WHAT THIS TASK INVOLVES:
Please give an exact transcription of the lines below, from the one that contains "the green grass" to the very last, with no other lines.

RECORDS FOR THIS TASK:
--------------------

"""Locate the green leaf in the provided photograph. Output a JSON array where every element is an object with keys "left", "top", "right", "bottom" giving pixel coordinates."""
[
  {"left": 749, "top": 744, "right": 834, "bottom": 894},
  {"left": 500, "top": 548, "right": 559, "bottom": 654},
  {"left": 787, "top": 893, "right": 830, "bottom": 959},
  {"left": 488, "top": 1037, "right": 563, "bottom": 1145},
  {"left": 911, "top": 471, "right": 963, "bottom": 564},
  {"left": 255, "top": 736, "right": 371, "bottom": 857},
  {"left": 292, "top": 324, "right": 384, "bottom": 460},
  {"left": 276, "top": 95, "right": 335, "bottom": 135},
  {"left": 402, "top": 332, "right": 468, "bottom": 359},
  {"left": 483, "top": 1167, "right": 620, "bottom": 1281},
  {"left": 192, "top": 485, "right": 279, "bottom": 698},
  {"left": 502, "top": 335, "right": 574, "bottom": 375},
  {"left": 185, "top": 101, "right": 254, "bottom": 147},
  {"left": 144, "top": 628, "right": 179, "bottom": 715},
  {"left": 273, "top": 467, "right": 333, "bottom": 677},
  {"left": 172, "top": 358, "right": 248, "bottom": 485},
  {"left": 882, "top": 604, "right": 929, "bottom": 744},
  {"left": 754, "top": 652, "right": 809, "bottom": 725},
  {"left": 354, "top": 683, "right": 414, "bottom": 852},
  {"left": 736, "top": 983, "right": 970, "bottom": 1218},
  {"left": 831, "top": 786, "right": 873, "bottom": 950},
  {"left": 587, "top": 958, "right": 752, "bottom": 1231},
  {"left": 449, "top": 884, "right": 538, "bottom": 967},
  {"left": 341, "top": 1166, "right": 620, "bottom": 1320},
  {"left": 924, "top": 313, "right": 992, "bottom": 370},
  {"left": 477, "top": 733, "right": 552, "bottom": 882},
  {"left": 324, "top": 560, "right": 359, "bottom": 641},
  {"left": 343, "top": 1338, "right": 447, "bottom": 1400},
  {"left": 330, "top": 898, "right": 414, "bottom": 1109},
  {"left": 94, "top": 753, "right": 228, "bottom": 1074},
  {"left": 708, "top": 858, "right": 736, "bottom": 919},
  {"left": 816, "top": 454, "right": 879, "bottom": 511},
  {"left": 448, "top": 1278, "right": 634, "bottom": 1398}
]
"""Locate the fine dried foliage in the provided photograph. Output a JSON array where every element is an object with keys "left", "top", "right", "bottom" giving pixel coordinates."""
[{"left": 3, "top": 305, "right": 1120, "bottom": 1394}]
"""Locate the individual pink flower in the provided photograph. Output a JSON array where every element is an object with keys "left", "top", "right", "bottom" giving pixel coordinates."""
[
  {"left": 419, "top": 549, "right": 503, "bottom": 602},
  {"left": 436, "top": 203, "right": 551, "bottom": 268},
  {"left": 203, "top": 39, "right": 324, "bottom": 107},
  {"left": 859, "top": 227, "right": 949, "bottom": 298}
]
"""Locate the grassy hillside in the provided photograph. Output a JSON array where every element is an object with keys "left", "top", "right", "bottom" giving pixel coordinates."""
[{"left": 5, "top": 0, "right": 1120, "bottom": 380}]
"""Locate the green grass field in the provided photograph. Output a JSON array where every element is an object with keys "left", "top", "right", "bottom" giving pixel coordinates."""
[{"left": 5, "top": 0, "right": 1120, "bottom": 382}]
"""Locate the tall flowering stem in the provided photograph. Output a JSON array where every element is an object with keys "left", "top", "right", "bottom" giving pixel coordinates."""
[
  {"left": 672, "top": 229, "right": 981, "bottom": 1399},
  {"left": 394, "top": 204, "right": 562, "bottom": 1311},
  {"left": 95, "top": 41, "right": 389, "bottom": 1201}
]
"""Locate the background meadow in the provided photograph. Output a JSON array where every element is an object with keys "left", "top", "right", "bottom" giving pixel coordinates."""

--------------------

TASK SOLUTION:
"""Locate the green grass field in the provided photograph. Output a JSON array where every element is an object with keys "left", "top", "right", "bottom" giving pixel coordinates."""
[{"left": 5, "top": 0, "right": 1120, "bottom": 382}]
"""Locate the tall flowering stem in the provided photograph. Output a JSON array where every element is an object with keys "left", "top", "right", "bottom" giving pixel coordinates."""
[
  {"left": 672, "top": 229, "right": 981, "bottom": 1399},
  {"left": 394, "top": 204, "right": 562, "bottom": 1311},
  {"left": 95, "top": 41, "right": 389, "bottom": 1201}
]
"""Locate the background meadow in the provided photograph. Output a JSON array where every element is an object with keys "left", "top", "right", "bottom" giving pixel coordinates."""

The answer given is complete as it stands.